> [TASK OBJECTIVE]:
Pictures are not part of the answer. Return the lines from the one containing "Would you be able to indicate the palm" through the end of the data, both included, exactly as they appear.

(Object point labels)
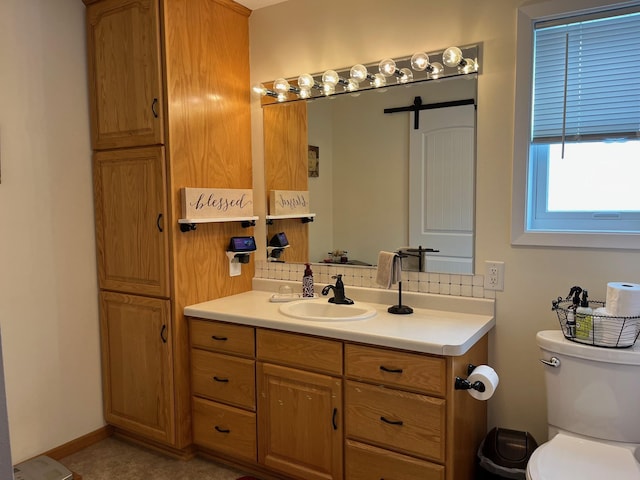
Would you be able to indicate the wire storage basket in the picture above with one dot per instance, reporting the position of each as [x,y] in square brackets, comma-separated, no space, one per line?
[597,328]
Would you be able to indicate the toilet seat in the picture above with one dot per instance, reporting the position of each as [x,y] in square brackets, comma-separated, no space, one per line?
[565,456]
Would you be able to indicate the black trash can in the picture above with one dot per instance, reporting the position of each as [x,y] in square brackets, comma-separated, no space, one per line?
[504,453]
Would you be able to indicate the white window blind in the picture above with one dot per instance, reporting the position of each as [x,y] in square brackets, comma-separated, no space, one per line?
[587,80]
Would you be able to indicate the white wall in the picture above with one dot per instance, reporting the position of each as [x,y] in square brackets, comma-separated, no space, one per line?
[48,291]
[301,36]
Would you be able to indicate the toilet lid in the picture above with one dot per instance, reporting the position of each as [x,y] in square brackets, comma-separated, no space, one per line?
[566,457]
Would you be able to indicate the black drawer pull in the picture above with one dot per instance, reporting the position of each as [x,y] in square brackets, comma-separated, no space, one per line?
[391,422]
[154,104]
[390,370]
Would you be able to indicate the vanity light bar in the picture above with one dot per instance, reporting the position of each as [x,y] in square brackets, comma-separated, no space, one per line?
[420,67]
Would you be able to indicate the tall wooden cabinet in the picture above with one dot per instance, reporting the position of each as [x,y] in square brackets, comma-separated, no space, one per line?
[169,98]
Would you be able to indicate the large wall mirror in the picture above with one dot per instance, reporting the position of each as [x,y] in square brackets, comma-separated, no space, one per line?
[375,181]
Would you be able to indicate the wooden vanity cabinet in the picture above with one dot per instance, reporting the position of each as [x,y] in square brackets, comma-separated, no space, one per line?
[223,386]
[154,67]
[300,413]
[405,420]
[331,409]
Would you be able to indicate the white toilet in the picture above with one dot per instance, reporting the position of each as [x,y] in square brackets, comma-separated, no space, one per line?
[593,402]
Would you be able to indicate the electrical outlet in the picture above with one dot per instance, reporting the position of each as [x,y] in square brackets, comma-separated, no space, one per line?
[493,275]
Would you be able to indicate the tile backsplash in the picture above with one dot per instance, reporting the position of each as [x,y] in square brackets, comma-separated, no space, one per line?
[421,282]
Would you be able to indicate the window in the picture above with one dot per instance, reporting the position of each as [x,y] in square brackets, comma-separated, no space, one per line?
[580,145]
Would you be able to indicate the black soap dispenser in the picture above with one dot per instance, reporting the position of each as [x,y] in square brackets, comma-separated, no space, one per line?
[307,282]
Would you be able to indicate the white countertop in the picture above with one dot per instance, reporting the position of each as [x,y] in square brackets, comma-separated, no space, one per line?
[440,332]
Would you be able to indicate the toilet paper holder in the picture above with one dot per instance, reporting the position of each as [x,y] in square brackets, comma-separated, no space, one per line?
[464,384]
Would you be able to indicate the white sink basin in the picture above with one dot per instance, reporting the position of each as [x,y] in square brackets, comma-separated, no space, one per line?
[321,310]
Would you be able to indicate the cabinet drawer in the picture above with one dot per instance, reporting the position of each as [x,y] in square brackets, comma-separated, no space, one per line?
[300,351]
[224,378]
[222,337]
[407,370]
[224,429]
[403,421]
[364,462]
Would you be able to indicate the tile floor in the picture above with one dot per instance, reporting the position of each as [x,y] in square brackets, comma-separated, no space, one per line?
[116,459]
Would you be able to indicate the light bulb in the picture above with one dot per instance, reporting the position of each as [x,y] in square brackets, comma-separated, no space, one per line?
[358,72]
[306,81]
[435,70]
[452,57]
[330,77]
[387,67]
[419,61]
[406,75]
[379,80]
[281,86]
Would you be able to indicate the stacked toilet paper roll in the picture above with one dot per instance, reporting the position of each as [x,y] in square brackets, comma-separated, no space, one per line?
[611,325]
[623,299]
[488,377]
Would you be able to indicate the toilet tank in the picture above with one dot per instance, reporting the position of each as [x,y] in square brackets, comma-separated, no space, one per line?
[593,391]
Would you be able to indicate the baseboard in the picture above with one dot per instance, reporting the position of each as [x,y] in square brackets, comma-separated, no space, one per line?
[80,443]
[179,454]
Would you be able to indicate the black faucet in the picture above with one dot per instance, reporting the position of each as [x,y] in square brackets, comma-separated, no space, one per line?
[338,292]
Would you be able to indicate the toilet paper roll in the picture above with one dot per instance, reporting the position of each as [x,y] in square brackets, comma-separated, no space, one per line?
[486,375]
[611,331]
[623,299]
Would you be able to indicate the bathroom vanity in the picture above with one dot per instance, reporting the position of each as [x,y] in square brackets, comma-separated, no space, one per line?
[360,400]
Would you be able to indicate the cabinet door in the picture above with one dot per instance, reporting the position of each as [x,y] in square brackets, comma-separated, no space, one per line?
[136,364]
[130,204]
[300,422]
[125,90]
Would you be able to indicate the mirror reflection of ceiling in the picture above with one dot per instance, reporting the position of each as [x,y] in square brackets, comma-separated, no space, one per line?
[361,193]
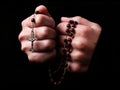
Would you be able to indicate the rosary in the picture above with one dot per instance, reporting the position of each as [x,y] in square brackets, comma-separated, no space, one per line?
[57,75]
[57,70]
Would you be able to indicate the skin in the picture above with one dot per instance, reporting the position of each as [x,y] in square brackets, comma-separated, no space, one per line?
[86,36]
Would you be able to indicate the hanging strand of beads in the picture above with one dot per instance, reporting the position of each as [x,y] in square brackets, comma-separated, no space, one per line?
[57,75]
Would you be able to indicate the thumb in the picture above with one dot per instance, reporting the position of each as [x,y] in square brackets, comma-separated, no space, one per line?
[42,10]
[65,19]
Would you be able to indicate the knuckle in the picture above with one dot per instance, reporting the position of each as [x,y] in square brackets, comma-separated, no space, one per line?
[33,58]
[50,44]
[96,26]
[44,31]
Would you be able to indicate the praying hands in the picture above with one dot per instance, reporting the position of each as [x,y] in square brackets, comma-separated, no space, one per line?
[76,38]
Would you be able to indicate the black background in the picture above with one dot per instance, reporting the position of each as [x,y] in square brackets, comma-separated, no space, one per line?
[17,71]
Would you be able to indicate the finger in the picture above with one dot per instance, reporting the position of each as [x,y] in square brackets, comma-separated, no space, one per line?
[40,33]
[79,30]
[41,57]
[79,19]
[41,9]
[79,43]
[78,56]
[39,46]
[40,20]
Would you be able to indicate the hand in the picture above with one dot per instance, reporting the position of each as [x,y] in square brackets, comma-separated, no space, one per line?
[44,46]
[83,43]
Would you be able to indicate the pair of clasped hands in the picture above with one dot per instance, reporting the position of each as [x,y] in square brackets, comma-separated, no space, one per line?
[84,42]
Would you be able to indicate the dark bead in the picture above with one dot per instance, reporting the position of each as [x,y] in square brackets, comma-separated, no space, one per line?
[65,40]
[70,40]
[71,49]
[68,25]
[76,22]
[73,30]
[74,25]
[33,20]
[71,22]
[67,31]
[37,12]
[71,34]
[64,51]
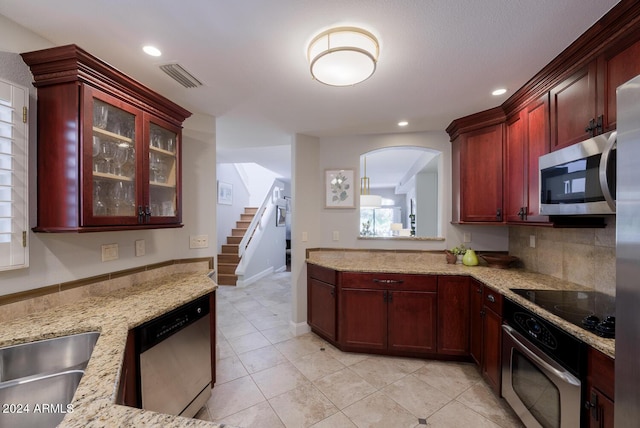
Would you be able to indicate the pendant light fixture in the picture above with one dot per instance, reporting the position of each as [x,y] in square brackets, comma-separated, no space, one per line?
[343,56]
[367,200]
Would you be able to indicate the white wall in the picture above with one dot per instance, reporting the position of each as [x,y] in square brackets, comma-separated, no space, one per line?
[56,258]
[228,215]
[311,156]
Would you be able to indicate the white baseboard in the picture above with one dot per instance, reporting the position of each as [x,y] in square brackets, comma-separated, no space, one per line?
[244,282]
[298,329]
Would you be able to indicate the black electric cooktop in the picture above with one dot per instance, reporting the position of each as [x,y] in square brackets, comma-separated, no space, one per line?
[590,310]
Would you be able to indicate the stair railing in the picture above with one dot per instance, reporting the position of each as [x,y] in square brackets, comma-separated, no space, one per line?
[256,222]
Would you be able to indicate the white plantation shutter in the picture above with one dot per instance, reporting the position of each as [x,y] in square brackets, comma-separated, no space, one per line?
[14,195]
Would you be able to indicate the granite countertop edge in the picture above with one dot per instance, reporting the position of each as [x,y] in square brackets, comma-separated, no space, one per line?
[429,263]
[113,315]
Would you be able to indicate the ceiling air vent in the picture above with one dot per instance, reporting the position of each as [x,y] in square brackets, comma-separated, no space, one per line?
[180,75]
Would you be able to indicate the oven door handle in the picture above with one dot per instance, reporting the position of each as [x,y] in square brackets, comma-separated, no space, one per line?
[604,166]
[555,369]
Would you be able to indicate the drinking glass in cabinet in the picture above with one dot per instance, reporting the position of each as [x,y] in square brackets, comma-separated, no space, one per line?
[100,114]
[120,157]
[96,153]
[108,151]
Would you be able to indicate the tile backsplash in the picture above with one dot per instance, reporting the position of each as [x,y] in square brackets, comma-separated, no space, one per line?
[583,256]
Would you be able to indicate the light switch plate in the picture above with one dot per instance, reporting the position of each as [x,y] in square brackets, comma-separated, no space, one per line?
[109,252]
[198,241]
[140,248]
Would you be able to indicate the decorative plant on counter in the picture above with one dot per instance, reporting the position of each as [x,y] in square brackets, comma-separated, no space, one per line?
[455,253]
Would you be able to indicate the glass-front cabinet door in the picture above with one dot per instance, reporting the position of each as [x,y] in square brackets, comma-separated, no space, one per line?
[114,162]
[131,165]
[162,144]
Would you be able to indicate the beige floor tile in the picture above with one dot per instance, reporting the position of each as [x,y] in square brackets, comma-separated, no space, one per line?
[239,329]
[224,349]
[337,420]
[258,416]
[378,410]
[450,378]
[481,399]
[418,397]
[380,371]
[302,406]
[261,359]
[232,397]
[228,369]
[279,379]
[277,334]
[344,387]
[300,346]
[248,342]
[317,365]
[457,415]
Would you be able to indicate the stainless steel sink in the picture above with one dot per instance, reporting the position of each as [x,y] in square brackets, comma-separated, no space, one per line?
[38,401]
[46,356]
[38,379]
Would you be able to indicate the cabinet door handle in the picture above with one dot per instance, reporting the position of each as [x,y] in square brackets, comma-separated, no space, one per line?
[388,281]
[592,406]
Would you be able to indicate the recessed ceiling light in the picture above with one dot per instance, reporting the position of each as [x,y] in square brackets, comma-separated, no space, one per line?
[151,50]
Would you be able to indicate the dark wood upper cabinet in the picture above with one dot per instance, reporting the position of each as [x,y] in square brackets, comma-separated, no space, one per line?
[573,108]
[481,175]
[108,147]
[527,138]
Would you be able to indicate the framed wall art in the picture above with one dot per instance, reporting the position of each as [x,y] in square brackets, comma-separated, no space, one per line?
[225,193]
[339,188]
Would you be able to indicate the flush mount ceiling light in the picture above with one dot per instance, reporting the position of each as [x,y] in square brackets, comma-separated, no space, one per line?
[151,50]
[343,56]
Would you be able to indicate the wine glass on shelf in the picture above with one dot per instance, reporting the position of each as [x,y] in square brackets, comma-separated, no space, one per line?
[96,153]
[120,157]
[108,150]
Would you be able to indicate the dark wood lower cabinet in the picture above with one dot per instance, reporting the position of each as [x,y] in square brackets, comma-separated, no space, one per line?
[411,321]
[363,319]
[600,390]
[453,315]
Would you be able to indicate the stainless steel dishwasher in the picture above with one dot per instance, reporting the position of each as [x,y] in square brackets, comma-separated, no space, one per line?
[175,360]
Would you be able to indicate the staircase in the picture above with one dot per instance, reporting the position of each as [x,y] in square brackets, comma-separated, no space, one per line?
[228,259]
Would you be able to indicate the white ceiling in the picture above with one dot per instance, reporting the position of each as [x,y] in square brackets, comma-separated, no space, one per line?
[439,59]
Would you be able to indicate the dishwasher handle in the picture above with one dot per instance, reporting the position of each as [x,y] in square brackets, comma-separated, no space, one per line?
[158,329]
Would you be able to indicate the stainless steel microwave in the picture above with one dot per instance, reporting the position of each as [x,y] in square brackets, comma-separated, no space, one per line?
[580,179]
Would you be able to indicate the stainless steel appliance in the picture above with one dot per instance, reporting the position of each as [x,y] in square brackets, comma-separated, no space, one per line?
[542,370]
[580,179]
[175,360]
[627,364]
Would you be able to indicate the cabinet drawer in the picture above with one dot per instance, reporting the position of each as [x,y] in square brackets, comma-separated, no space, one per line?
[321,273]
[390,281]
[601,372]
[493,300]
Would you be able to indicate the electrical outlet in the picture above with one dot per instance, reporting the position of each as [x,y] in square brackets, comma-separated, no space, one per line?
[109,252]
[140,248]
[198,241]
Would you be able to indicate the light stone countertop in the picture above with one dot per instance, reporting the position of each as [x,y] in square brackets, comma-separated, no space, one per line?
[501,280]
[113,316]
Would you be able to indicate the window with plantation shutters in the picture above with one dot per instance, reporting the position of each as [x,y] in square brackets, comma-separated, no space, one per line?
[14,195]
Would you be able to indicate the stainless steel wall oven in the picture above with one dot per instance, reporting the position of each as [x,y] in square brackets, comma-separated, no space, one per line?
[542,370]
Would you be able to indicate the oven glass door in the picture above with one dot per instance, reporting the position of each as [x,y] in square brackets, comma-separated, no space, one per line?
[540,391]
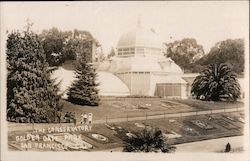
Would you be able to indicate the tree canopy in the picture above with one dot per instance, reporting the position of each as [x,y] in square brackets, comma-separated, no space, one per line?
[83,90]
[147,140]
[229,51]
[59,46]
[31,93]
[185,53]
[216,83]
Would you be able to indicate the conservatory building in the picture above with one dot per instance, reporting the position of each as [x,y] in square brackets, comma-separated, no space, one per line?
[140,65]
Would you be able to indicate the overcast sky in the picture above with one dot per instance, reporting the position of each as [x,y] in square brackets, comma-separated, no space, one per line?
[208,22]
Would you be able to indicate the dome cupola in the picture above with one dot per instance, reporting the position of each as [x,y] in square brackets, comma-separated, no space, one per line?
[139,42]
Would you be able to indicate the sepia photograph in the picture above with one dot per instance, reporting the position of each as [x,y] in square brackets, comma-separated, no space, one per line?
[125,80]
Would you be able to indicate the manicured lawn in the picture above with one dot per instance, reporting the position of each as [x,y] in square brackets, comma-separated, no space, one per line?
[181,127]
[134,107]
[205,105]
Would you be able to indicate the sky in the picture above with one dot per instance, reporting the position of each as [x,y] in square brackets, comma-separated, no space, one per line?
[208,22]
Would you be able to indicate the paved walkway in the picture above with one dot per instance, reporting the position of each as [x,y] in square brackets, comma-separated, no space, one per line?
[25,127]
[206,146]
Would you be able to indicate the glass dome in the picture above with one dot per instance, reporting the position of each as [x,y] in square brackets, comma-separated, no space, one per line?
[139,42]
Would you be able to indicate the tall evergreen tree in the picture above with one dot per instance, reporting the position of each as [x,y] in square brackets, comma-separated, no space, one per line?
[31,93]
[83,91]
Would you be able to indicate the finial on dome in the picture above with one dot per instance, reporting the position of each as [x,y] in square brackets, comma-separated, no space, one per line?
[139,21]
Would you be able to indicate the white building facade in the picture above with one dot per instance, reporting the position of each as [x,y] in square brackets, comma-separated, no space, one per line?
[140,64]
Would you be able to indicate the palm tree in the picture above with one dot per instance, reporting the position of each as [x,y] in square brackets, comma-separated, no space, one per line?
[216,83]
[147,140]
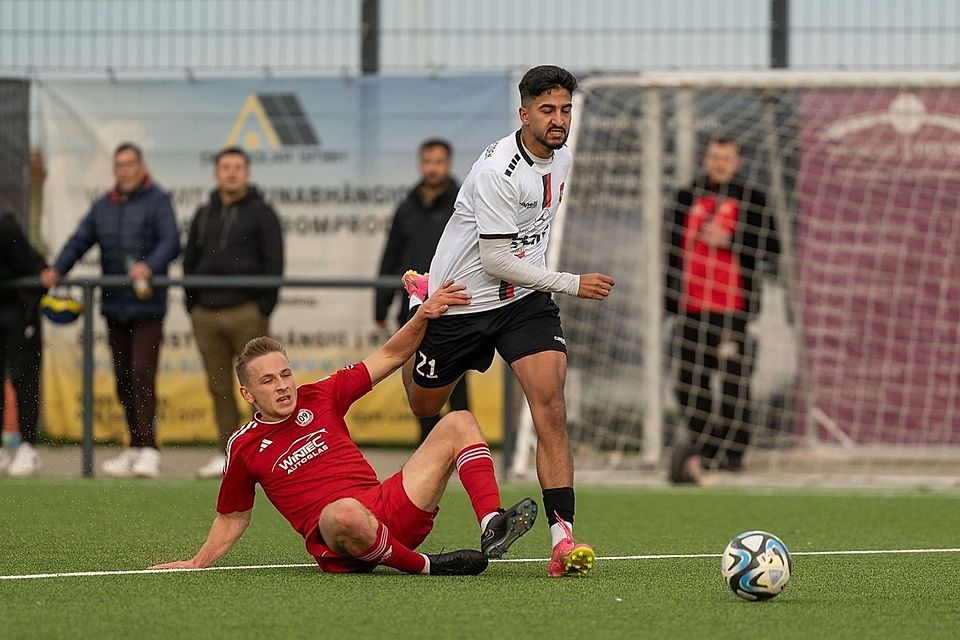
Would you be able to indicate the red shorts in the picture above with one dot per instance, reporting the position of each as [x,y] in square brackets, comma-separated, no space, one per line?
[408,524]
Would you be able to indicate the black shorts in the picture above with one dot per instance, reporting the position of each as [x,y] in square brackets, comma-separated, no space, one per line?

> [THE RESULT]:
Would you be able to indicate the palm tree in the picture above with one dot per instance, reporting the position of each as [x,y] in square brackets, comma-separated, no space, one per line?
[216,83]
[147,140]
Would you be able to indicate the red shorts in the picture above with one dot per instance, reporting the position of each as [x,y] in square brackets, comma-separated, no space, one per line?
[408,524]
Would you be able to indicate the black shorts in the picture above with one dot per instance, reporting the position of each as [x,y] in square brackets, comma-separated, no space, one per line?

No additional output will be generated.